(Passage to read Opens)

But sometimes, the characters whom I had thought were done with me were not finished and would come back with more to say. And that’s why the last story of the book was needed to satisfy some of the characters from other books.

 

When I finished writing, Dalia and Jackie reappeared to demand more, which led to other characters being born and wanting their own story. At first, I thought these stories would be independent, a collection of people ruminating about their lives. 

 

Every time I write a new story, I give myself a challenge: write in a different voice (Dinner at 10:32), imagine a world utterly foreign to my experience (A Dark Sunny Afternoon).

 

And with this last book, when I had finished half of the stories, I challenged myself to have a finished product where each chapter could be read independently, but if they are read together, it imagined a different arc.

 

So, if there was any conscious design, it was meeting my own creative challenges. I feel it worked but I am a biased judge.

 

Q: How was the book's title (also the title of one of the stories) chosen, and what does it signify for you?

 

A: The book’s working title was “Tell Me More,” but in the end, “The Hubris of an Empty Hand,” the title of the second story, made more sense for the entire book.

 

That chapter wasn’t just about Stock’s pride or ego but about the hubris of gods’ power hidden within humans’ “empty” hands. Similar to a Greek tragedy that addresses the defiance of the gods (or mortals). Thus, the title hints at the core of the stories where the key characters think (know) they can save others.

 

Moreover, and in general, hubris of humanity that thinks it can overcome everything even though we have very little at our disposal (hand) to effect change for good.

 

Q: What do you think the book says about storytelling?

 

A: Graham Greene says, “A story has no beginning or end: arbitrarily one chooses that moment of experience from which to look back or from which to look ahead.”

 

I see storytelling as the transfer of imagination from two-dimensional words on the surface of a page to within a reader’s mind. There is something magical that can occur and reimagines what the author writes into what a reader feels. Each reader singularly sees the story and interprets it differently.

 

Some stories take you places as a “passenger,” but others lead the way but let you find your own “path.” I am hoping “The Hubris of an Empty Hand” falls under the latter category.

(Passage to read Closes)
(Entries provided Opens)

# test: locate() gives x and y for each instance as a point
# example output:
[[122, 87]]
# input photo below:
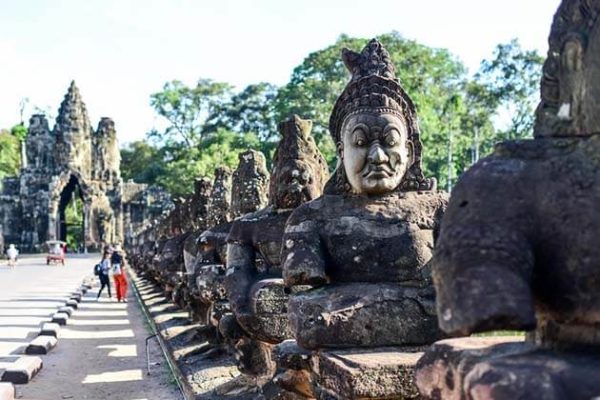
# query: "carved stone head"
[[375, 128], [250, 183], [570, 83], [299, 170], [199, 203], [219, 210]]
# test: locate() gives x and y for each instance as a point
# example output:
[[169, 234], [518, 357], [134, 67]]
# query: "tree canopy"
[[461, 116]]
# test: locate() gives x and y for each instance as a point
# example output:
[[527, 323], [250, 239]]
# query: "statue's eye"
[[392, 137]]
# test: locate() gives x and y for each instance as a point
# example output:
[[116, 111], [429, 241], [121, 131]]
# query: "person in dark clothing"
[[103, 275]]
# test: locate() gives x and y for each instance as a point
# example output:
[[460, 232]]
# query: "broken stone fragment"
[[41, 345]]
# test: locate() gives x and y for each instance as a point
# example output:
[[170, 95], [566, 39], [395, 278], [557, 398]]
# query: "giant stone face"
[[375, 152]]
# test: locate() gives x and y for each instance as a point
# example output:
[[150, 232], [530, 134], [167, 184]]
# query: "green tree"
[[142, 162], [19, 131], [187, 108], [184, 164], [430, 76], [10, 154], [249, 111], [511, 79]]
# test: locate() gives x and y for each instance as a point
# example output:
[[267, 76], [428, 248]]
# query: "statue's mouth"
[[377, 172]]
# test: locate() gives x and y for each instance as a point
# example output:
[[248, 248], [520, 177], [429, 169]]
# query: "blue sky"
[[119, 51]]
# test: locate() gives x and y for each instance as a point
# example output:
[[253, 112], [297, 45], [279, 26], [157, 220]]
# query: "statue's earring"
[[339, 146]]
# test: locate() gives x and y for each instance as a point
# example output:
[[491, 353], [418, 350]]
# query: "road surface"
[[101, 351]]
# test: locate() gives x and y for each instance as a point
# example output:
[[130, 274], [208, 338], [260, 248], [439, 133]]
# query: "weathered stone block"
[[50, 329], [377, 373], [41, 345], [7, 391], [350, 313], [66, 310], [60, 318], [76, 297], [486, 368], [72, 303], [23, 370]]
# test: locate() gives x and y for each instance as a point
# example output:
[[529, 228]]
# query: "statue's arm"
[[241, 271], [302, 253], [483, 260]]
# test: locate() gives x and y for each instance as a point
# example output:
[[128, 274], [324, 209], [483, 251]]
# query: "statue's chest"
[[377, 248], [268, 236]]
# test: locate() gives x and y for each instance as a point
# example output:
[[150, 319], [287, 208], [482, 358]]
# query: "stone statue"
[[205, 245], [254, 285], [249, 184], [251, 180], [518, 248], [365, 245]]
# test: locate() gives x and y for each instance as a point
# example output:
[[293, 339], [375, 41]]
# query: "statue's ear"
[[410, 146], [572, 55]]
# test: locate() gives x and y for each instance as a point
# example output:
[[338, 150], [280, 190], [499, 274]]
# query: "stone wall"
[[68, 159]]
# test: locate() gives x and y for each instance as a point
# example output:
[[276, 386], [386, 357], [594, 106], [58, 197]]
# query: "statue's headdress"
[[569, 88], [375, 88]]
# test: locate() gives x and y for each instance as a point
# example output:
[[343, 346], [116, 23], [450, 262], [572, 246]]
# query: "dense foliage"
[[10, 160], [209, 123], [461, 116]]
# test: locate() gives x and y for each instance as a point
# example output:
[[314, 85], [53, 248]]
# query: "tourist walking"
[[103, 272], [118, 263], [12, 254]]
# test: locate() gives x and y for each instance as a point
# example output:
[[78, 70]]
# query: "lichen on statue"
[[254, 285], [518, 245], [365, 245]]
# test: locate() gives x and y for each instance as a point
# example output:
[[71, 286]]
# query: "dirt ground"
[[101, 355]]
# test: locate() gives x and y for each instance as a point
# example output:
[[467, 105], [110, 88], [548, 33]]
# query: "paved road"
[[100, 353]]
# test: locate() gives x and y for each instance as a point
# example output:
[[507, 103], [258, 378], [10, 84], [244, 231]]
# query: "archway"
[[71, 216]]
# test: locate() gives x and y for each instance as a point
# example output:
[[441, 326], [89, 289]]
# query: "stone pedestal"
[[377, 373], [374, 373], [506, 368]]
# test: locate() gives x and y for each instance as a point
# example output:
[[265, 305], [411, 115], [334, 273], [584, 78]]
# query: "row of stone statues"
[[326, 287]]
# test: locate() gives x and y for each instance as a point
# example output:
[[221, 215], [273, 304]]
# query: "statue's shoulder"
[[242, 229], [313, 210]]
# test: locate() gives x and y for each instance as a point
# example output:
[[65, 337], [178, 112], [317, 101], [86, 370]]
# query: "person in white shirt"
[[12, 254]]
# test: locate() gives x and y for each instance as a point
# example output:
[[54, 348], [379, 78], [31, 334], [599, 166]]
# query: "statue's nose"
[[377, 155]]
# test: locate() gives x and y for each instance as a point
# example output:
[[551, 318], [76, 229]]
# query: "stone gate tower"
[[70, 160]]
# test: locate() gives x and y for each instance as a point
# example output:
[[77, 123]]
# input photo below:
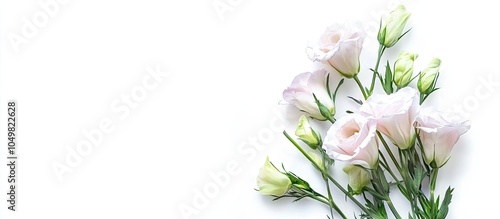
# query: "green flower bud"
[[403, 68], [307, 134], [428, 76], [391, 31], [358, 177], [271, 181], [318, 159]]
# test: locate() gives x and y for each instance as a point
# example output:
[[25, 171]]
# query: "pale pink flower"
[[339, 46], [352, 138], [300, 93], [395, 115], [439, 132]]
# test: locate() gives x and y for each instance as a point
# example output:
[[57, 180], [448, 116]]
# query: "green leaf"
[[388, 79]]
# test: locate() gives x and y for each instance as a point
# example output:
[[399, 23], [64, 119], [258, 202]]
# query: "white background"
[[226, 72]]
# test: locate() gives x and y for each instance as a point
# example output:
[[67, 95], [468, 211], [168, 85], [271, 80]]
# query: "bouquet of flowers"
[[390, 142]]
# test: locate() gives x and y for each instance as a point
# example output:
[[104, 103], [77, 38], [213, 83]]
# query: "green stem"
[[386, 146], [355, 201], [385, 165], [314, 195], [432, 185], [332, 203], [393, 209], [381, 50], [360, 86]]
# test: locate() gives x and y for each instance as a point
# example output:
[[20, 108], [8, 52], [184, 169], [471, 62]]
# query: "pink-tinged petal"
[[439, 132], [352, 139], [300, 93], [339, 46], [395, 115]]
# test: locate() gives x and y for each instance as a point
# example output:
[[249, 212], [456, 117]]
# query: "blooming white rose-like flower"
[[271, 181], [395, 115], [352, 139], [439, 132], [358, 177], [339, 46], [305, 133], [300, 93]]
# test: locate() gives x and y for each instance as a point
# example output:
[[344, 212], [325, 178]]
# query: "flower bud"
[[428, 76], [307, 134], [403, 68], [271, 181], [391, 31], [358, 178]]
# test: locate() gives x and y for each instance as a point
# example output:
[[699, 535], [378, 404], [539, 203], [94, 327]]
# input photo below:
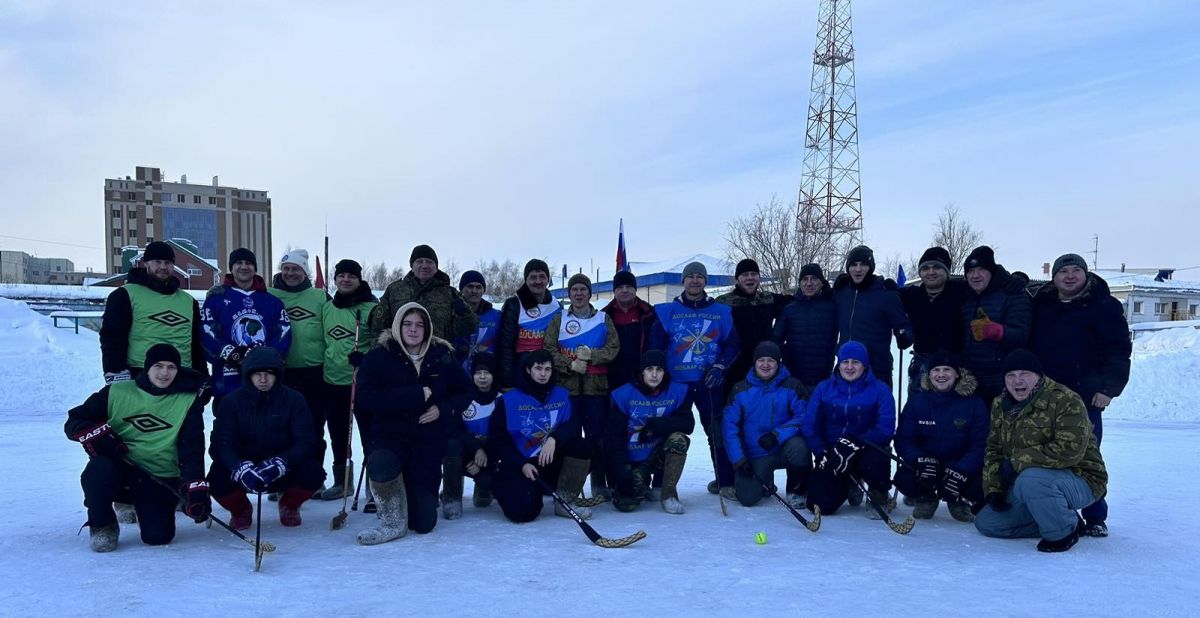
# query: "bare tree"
[[955, 234], [780, 243]]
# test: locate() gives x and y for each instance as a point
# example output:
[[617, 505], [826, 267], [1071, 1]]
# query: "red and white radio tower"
[[831, 193]]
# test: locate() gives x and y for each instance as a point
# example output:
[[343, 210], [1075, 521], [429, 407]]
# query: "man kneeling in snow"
[[1042, 462], [144, 436]]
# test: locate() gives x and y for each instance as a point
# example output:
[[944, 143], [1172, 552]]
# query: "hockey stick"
[[813, 526], [915, 471], [899, 528], [592, 534], [339, 520]]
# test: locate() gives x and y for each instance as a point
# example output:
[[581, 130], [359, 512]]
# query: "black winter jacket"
[[1083, 343]]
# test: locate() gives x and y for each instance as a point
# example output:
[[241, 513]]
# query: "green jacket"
[[450, 315], [1050, 430], [588, 383]]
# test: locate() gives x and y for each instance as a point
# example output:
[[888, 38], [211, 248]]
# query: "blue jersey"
[[529, 421], [639, 407]]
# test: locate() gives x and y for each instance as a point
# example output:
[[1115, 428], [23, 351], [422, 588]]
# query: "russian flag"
[[622, 261]]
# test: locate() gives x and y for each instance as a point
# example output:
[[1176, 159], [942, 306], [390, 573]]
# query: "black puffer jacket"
[[807, 330], [1005, 301], [1084, 343], [255, 426]]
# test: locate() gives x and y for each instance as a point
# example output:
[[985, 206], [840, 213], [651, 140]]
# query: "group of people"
[[1002, 418]]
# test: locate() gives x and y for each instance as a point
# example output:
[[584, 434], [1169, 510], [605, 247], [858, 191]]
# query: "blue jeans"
[[1043, 504]]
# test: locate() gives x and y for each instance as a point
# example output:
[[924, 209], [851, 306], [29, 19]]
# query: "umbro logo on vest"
[[299, 313], [340, 333], [147, 423], [168, 318]]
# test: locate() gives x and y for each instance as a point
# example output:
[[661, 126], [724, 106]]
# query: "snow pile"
[[43, 370], [1162, 385]]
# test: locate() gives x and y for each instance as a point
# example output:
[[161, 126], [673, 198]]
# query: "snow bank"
[[1162, 382], [43, 370]]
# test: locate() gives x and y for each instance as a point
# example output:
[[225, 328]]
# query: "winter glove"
[[249, 478], [100, 441], [233, 355], [714, 377], [928, 468], [271, 469], [199, 504], [953, 481], [120, 376]]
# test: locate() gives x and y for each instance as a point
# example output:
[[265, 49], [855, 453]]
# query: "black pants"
[[311, 383], [421, 467], [154, 503], [520, 498], [829, 491]]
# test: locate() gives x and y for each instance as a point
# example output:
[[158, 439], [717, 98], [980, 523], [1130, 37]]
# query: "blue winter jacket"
[[863, 409], [949, 426], [757, 407], [871, 312]]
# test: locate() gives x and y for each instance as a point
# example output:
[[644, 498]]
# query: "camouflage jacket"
[[1050, 430], [450, 315]]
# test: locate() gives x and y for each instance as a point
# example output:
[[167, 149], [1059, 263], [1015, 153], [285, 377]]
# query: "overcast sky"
[[527, 129]]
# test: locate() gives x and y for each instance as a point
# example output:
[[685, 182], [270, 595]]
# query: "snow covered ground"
[[700, 563]]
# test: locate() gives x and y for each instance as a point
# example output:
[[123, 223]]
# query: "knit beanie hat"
[[981, 257], [423, 251], [159, 250], [745, 265], [472, 276], [1068, 259], [1021, 360], [533, 265], [695, 268], [937, 256], [349, 267], [162, 352], [579, 279], [624, 279], [243, 255], [299, 257], [861, 253]]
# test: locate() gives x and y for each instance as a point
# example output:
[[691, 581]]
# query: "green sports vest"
[[149, 425], [159, 318], [304, 310], [339, 324]]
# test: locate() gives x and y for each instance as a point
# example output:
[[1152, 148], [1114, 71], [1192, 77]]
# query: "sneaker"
[[960, 511], [924, 509]]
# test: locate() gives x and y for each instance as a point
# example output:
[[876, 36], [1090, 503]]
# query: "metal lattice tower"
[[831, 192]]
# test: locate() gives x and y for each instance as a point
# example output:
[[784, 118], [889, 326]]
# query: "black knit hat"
[[159, 250], [348, 267], [423, 251], [981, 257], [535, 264], [861, 253], [653, 358], [935, 256], [162, 352], [1021, 360], [745, 265], [472, 276], [243, 255], [767, 348], [483, 361]]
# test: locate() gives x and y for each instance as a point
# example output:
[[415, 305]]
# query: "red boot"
[[289, 505], [241, 514]]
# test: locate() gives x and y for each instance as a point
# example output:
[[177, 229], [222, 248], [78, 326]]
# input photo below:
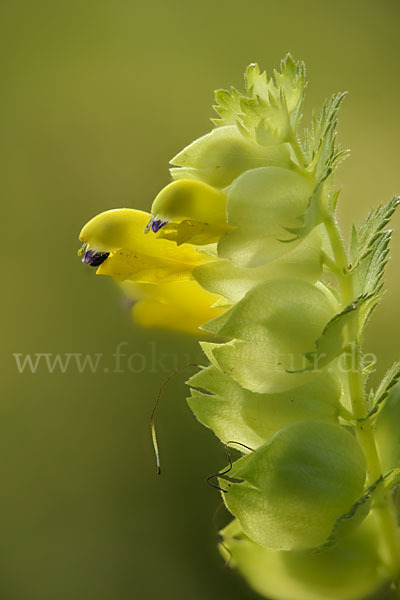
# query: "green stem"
[[383, 503]]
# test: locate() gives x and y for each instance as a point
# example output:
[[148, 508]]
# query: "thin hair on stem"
[[153, 413]]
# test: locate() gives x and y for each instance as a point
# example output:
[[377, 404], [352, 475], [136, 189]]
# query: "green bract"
[[222, 155], [243, 247], [291, 490]]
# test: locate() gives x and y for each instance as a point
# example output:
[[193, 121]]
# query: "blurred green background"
[[96, 97]]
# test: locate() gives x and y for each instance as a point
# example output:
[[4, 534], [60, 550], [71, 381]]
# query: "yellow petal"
[[180, 306], [193, 232], [134, 255]]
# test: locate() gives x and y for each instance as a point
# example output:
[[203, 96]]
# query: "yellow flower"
[[181, 306], [189, 211], [167, 294]]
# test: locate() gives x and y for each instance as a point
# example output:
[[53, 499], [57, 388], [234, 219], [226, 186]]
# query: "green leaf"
[[269, 110], [389, 380], [350, 570], [237, 414], [387, 431], [320, 146], [330, 343], [369, 251], [292, 489], [301, 261], [220, 156], [262, 205]]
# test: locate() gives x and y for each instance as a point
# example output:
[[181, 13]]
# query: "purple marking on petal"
[[93, 258], [157, 224]]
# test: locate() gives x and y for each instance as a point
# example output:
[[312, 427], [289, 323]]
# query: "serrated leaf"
[[320, 147], [269, 110], [371, 229], [389, 380], [369, 251], [330, 343], [354, 512]]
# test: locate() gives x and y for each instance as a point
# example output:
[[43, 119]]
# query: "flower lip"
[[94, 258], [154, 224]]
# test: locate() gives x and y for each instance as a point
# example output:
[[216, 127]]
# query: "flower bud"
[[289, 493]]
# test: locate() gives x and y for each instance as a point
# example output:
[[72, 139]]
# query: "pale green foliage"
[[370, 247], [269, 111], [305, 525], [320, 146], [220, 156], [349, 570], [290, 492], [235, 413]]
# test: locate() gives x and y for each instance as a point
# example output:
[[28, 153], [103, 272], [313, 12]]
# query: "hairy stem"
[[383, 504]]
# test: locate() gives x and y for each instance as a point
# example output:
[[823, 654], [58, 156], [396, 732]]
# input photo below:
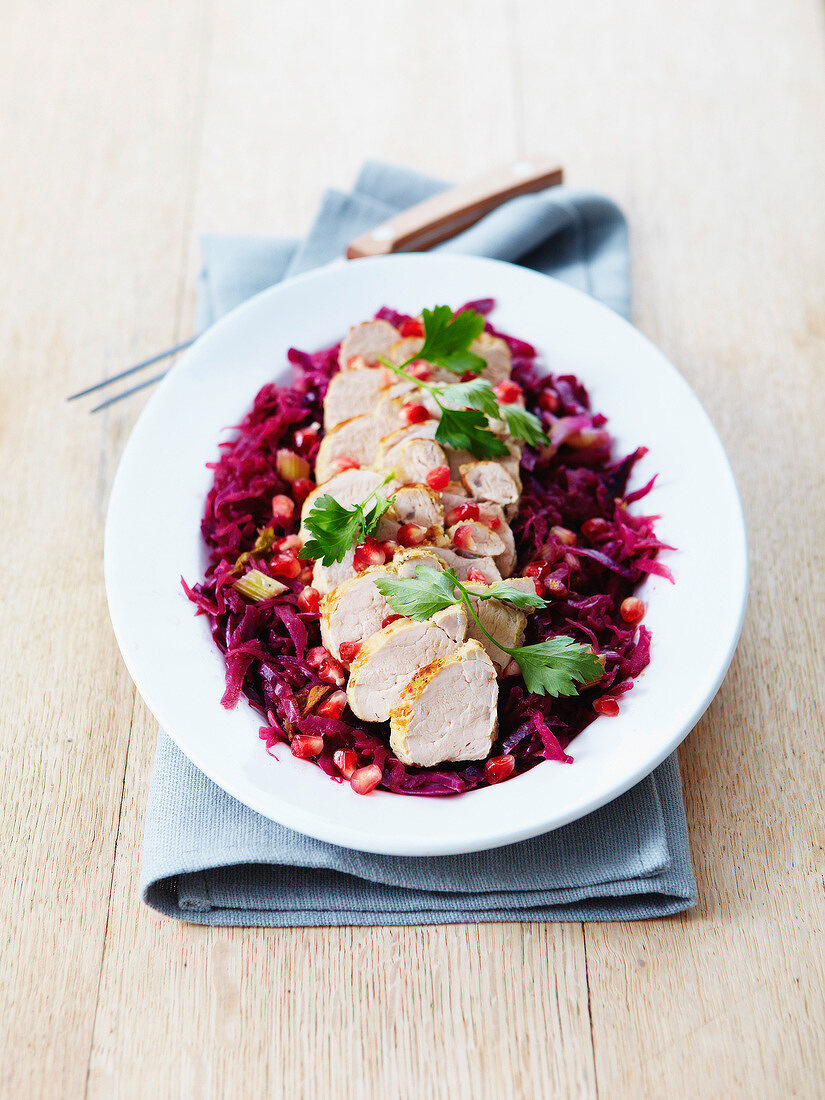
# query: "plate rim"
[[318, 825]]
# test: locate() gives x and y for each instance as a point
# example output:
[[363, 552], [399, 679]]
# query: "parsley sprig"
[[334, 529], [466, 407], [553, 667]]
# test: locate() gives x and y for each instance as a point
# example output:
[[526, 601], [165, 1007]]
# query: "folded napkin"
[[209, 859]]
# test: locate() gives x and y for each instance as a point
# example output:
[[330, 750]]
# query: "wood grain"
[[128, 132]]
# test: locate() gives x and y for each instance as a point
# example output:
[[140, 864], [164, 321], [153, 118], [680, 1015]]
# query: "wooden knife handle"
[[449, 212]]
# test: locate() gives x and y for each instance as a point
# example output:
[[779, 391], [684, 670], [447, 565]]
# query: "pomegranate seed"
[[345, 462], [469, 510], [370, 552], [631, 609], [420, 369], [391, 549], [286, 564], [306, 438], [595, 528], [411, 535], [283, 507], [347, 761], [499, 768], [462, 538], [349, 650], [415, 413], [438, 479], [306, 745], [290, 465], [301, 488], [364, 780], [331, 671], [606, 706], [316, 656], [564, 536], [507, 392], [309, 600], [333, 705]]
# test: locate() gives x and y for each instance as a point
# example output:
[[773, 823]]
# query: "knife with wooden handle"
[[444, 215]]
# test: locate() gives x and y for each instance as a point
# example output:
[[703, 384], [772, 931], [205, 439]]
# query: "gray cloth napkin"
[[209, 859]]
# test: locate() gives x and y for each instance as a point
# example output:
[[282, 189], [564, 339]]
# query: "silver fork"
[[414, 230]]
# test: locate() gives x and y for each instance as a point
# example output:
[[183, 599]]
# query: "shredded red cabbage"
[[578, 486]]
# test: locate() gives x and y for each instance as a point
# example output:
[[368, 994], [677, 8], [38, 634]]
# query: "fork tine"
[[128, 393], [131, 370]]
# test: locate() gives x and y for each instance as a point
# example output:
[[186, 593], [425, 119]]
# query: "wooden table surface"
[[128, 130]]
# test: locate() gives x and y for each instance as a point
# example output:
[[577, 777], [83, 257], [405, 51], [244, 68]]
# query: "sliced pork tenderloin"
[[461, 564], [473, 537], [447, 711], [497, 355], [406, 562], [367, 340], [418, 504], [354, 609], [490, 481], [358, 439], [502, 619], [353, 393], [392, 657], [349, 487]]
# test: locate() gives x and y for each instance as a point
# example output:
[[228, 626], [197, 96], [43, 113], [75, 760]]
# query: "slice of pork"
[[369, 340], [506, 560], [490, 481], [418, 504], [358, 439], [394, 439], [503, 620], [414, 459], [327, 578], [354, 609], [353, 393], [405, 349], [497, 355], [477, 539], [392, 657], [461, 565], [406, 562], [349, 487], [448, 710]]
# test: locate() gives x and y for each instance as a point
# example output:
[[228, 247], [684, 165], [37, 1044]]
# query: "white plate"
[[153, 538]]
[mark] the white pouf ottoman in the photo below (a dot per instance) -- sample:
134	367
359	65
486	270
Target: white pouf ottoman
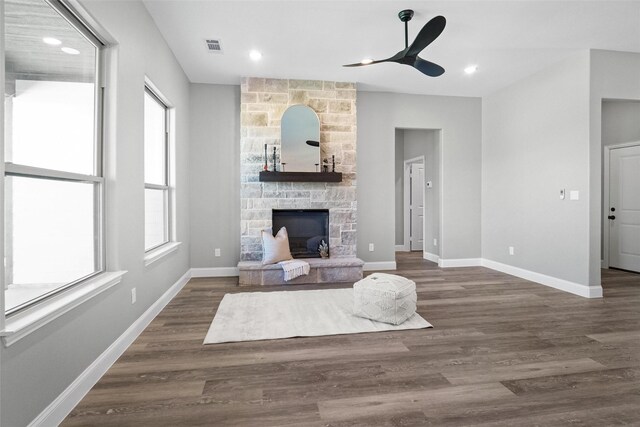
385	298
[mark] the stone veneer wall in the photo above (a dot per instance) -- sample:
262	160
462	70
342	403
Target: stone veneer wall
263	101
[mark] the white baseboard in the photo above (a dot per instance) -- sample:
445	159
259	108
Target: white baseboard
554	282
215	272
459	262
57	410
381	265
430	257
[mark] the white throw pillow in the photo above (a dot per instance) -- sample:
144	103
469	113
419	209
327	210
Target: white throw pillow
275	249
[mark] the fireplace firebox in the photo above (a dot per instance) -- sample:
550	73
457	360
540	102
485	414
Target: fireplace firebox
307	228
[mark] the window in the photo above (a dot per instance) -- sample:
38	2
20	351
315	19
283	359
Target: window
53	153
156	172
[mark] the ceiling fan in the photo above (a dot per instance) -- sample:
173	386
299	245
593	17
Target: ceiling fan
409	55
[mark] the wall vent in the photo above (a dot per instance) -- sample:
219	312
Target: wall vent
213	45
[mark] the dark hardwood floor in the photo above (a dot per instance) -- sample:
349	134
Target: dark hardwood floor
503	352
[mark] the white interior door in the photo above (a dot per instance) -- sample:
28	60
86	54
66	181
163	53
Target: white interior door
417	206
624	208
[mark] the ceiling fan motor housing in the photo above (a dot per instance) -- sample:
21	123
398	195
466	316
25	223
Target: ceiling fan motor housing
405	15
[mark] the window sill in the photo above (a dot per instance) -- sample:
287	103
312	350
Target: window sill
159	253
21	324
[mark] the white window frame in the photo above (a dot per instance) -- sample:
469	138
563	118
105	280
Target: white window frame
170	244
27	318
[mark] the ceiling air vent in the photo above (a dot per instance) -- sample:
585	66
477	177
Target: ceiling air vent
214	46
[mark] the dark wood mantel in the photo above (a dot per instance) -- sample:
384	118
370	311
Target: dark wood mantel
300	176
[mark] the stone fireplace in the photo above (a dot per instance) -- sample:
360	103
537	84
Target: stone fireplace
263	102
307	229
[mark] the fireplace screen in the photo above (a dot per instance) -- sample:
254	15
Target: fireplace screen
307	229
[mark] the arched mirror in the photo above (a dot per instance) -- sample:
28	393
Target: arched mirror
300	133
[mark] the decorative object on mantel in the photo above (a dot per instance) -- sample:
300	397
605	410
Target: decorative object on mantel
323	249
294	268
300	136
274	159
409	55
300	176
266	166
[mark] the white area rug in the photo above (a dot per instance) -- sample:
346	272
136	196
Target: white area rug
252	316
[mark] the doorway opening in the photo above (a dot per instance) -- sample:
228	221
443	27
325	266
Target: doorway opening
418	191
621	185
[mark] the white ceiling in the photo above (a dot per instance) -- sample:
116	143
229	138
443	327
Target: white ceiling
508	40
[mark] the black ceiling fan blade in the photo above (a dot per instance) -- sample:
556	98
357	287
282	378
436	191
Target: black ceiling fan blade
428	68
395	58
427	35
360	64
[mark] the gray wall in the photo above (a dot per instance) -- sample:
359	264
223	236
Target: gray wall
379	115
412	143
36	369
399	185
215	175
535	142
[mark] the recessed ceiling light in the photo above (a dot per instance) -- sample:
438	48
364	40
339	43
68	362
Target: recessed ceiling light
255	55
471	69
51	41
70	50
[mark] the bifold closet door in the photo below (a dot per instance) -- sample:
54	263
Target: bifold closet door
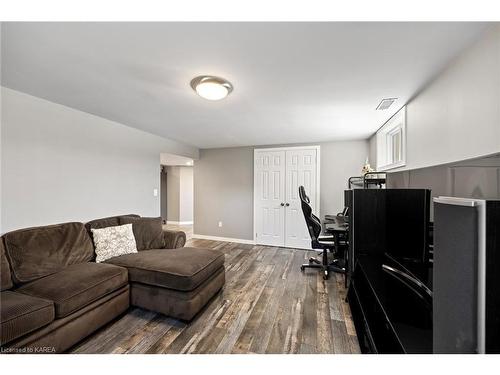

(Entries provided Closes)

Required action A: In the author interview, what was the book's working title?
Required action B: Pick up the author interview after its last sentence and keep it going.
The rows have nothing to do with this.

Answer space A: "Tell Me More"

Answer space B:
Q: As you mentioned, the same characters feature throughout the book—can you say more about the relationship among the stories?

 

A: Although, in retrospect, it was inevitable that these characters would come in and out of each story—because as most stories do, these short tales grew to be something different than first intended.

 

The characters all wanted (needed) to be connected. This group of friends, like any other tribe, needed each other and had the innate urge to protect each other. The gods, too, needed this connection to exist.

 

As I mentioned, many of the characters live with me even after the story is finished and hence, I was compelled to create a chapter that would bring the unsatiated characters from previous novels out to play.

 

I was tempted to write a chapter by Amani, but he had useful nothing to say, perhaps knowing full well anything he offered would be contrite and self-serving.

 

Q: What are you working on now?

 

A: I am working on two parallel novels: I am co-writing one with my brother, Mahbod, tentatively titled Tomorrow Brings Joy, and a second novel, tentatively titled Upon the Quicksand of Life.

 

Both stories are set in the same fictional future world where human beings are faced with the challenges of a changing environment (infertility, reduced (lack of) sexual drive, wars, disease, etc.) and their response to it. However, the former is viewing it through a utopian lens and the second through a dystopian view.

 

Q: Anything else we should know?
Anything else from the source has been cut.